• Problem description:
Copy out the records below word for word, from the line containing "In the photo above, where can the blurred" through the end of the records.

• Input for this task:
◇ ◇ ◇
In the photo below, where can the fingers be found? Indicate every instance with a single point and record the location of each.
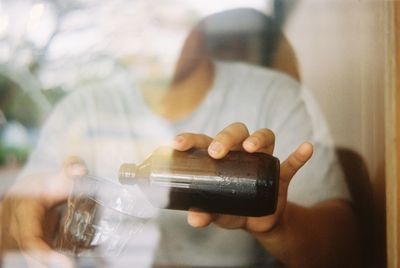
(295, 161)
(233, 137)
(185, 141)
(199, 219)
(74, 166)
(229, 138)
(263, 140)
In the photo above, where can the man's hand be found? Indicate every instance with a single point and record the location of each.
(29, 213)
(237, 137)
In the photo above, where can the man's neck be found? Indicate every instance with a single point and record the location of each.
(183, 97)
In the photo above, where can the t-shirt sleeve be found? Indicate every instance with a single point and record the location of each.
(292, 113)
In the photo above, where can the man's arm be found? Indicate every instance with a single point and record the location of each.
(324, 235)
(320, 236)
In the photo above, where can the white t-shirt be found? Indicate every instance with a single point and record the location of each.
(111, 125)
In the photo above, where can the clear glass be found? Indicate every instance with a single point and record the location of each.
(101, 217)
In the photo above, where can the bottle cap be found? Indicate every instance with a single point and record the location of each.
(126, 173)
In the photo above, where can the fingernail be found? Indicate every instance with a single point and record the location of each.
(252, 142)
(178, 140)
(215, 148)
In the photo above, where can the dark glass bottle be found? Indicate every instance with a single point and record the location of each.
(240, 184)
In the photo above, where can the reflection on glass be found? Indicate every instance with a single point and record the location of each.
(123, 78)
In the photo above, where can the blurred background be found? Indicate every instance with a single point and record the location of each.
(50, 48)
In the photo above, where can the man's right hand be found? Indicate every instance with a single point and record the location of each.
(29, 214)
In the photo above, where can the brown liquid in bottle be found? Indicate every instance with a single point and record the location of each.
(240, 184)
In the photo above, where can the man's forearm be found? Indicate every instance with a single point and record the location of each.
(322, 236)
◇ ◇ ◇
• Task solution:
In the photo above, where can the blurred background be found? Indicate every instance with a single point and record the location of each.
(50, 48)
In the photo above, where can the man's right hand be found? Indicate every instance with a single point and record the location of each.
(29, 214)
In the photo above, where can the brown liquid in bottle be found? Indicate every instance with a single point and record the location of each.
(240, 184)
In the photo above, where can the man's forearm be found? Indicate every instance with a single point and record the location of each.
(322, 236)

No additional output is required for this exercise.